[start]

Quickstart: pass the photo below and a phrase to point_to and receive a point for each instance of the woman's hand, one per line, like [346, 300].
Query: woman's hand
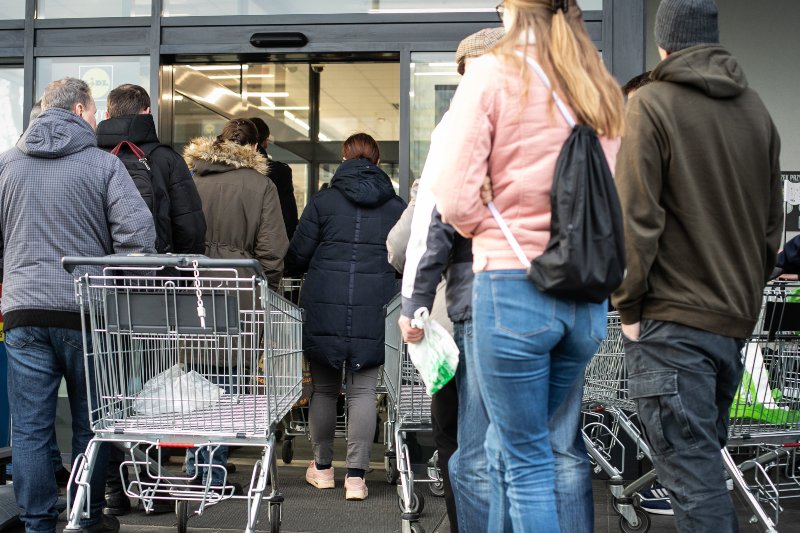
[410, 333]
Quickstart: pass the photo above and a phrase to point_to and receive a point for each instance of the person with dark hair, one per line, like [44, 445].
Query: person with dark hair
[340, 245]
[180, 224]
[699, 177]
[281, 176]
[244, 221]
[636, 83]
[178, 216]
[60, 196]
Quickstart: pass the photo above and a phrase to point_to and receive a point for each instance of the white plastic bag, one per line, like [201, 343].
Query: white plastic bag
[176, 391]
[436, 355]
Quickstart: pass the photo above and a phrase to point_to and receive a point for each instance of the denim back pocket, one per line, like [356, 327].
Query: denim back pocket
[20, 337]
[664, 420]
[519, 307]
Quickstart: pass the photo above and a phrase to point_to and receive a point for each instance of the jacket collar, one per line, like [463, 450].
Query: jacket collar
[226, 153]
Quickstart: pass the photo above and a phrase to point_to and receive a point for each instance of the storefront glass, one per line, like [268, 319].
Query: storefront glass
[56, 9]
[101, 73]
[11, 91]
[12, 9]
[433, 82]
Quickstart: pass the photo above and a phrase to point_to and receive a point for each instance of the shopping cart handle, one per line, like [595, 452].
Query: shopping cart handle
[160, 260]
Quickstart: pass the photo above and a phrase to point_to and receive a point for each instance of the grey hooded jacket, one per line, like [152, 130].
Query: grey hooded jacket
[61, 195]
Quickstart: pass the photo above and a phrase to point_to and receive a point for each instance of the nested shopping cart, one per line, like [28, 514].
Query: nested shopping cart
[408, 411]
[765, 431]
[185, 352]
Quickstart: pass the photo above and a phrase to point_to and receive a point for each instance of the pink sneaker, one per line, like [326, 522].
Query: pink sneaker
[322, 479]
[355, 488]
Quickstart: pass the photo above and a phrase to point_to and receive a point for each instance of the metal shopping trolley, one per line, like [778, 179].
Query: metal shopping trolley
[408, 411]
[764, 419]
[764, 431]
[208, 359]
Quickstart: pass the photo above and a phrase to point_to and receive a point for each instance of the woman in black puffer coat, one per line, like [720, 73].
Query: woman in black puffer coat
[340, 244]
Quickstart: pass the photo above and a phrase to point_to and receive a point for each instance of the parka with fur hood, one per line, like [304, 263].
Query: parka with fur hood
[243, 214]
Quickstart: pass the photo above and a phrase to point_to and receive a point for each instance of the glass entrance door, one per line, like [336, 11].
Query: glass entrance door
[310, 107]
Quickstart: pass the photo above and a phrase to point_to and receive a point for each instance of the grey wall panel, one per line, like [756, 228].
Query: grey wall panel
[97, 38]
[766, 43]
[325, 37]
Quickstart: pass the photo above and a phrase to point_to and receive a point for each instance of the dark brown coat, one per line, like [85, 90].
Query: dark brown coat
[240, 204]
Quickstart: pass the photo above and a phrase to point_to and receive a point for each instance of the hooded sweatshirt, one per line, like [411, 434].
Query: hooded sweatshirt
[699, 180]
[182, 226]
[61, 195]
[340, 243]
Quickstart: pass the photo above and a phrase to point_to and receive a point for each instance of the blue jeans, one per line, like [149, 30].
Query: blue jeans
[683, 381]
[468, 467]
[37, 360]
[532, 348]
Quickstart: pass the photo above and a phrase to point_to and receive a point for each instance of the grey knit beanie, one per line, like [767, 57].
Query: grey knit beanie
[684, 23]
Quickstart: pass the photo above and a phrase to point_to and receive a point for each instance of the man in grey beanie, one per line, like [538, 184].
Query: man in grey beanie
[698, 177]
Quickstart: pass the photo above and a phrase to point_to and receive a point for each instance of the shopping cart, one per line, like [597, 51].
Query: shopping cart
[607, 410]
[765, 414]
[204, 360]
[408, 411]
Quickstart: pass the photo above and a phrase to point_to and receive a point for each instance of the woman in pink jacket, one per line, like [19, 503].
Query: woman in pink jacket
[533, 347]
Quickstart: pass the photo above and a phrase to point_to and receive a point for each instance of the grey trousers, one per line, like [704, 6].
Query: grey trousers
[361, 413]
[683, 381]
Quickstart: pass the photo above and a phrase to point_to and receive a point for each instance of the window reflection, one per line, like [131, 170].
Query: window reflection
[11, 91]
[101, 73]
[53, 9]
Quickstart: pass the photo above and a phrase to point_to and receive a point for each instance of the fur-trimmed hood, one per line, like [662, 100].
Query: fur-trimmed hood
[203, 156]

[end]

» **GOAL OF THE EXERCISE**: All of the records need repeating exactly, except for the pictures.

» **EXERCISE RESPONSE**:
Quickstart: pass the photo below and a phrase to point_to and receive a point for each instance of the woman's hand, one per line, like [346, 300].
Query: woman's hand
[410, 333]
Quickstart: pass the photo above and a phrase to point_to and receive a point for each instance of the person with dark hair, one per line, like [44, 445].
Query: person with dark hair
[340, 245]
[180, 224]
[699, 177]
[281, 176]
[244, 221]
[636, 83]
[178, 216]
[60, 196]
Quickstart: pass the photo above and a phrase to point_to and receive a point for each instance of the white plastic bag, one per line, like [201, 343].
Query: white plastic bag
[176, 391]
[436, 355]
Quickstart: pass the photo above and a phrase to point_to and receive a point for each instance of the denim back pocket, one per line, like [356, 327].
Query: denim back pocket
[20, 337]
[664, 420]
[519, 307]
Quickstart: pass the photo above and a phrase to point_to and receive a point for each instance of the jacket collar, one per line, like [463, 450].
Query: jacket collar
[226, 153]
Quickstart: pass the photo above and a phrase to point_to and receive a point for each instance of the storefront glass, one per line, like [268, 319].
Query: storefront glass
[56, 9]
[101, 73]
[11, 91]
[12, 9]
[433, 82]
Quickstart: pass the photo above and a phrase to point_to and receive a point for each instance of the shopping cart handle, one per line, like [595, 452].
Query: shopping cart handle
[160, 260]
Quickstart: pass the photo above and a phrase to point_to and receive a point for each instance of the grey hooded jacket, one per line, like [152, 130].
Query: grey hooded jacket
[61, 195]
Quickstart: pass the photo above and a phrase to point_to and receive a point for each instance of the nested shopping cart, one per line, like [28, 514].
Query: nested shopping cart
[408, 411]
[765, 431]
[185, 352]
Quickstart: pass the photo above and a phrase to point_to and receive a point for each instance of the pink sneaker, one per line, like [326, 522].
Query: pink sneaker
[322, 479]
[355, 488]
Quickstart: pass the photo above and a phrase to point_to and receive a point for each instance of the metal shopping trolley, one per line, like [778, 179].
Query: metal shopping trolley
[408, 411]
[764, 419]
[764, 431]
[208, 359]
Quickstart: pass the photo above and a phrase to point_to and receive a point for each instance of the woman in black puffer coat, one per line, like [720, 73].
Query: woman in black puffer coat
[340, 244]
Quickstart: pass the photo above and a phrase to point_to and receive a point for each instance of the parka with fur hood, one per line, like [304, 263].
Query: parka with fur hood
[243, 214]
Quickstart: pass the photo above and a phrase to point_to and receive a point for each instance of the glass entrance door, one per line, like [336, 11].
Query: glass entrance door
[310, 107]
Quickstart: pass the photo above and a phrase to point_to and receive a point for each instance of the grey wall panel, one per line, like [756, 228].
Query: grey wall panel
[97, 38]
[766, 43]
[325, 37]
Quickstart: pass the photo above and a phrase to point_to and receive a point for each instance of the dark brown coat, one per line, like [85, 90].
Query: dark brown coat
[240, 204]
Quickstart: pass the photo above and a phrase to point_to and receive a point for each instance of the hooded sweatshirt, one per line, like [411, 434].
Query: hooded sweatshirt
[699, 180]
[182, 226]
[61, 195]
[340, 243]
Quickstart: pass the photo above and a phrase to point_to and receive a point for each instance of the blue jeans, one per line, like [149, 30].
Query: blue jeans
[683, 381]
[468, 467]
[37, 360]
[532, 348]
Quickstart: pass the photo above and a phrase to point_to and receive a point for each instance of the grey knit beanie, one per line, like [767, 57].
Query: grey knit beanie
[684, 23]
Quickstart: pass the photo above and a phrase to point_to and receive a point for each instance of the man in grey beanie, one per line, like [538, 184].
Query: man in grey beanie
[698, 177]
Quickstart: pass the photo above and a phrase to point_to and receive a point for each instance of the shopping cart, one per line, like [597, 51].
Query: shopping cart
[607, 410]
[765, 414]
[204, 360]
[408, 411]
Quickstart: pass the photo above and a phrase to point_to and receive a point for each instance of the woman in pink jacket, one per line, like [19, 503].
Query: woman in pink jacket
[533, 347]
Quickstart: pass the photo above and a phrase to point_to and receive a point for each instance of the grey trousers, one per line, like [704, 6].
Query: grey trousers
[361, 413]
[683, 381]
Quickstart: pass the photo above and a phrase to point_to and receive a point for each instance of the window reflection, one per line, like [131, 170].
Query: window reflection
[11, 91]
[101, 73]
[53, 9]
Quickstart: pass the photo above and a phrase to point_to and receive a point for each instance of the fur-trimmed hood, one per line, like [662, 100].
Query: fur-trimmed hood
[203, 156]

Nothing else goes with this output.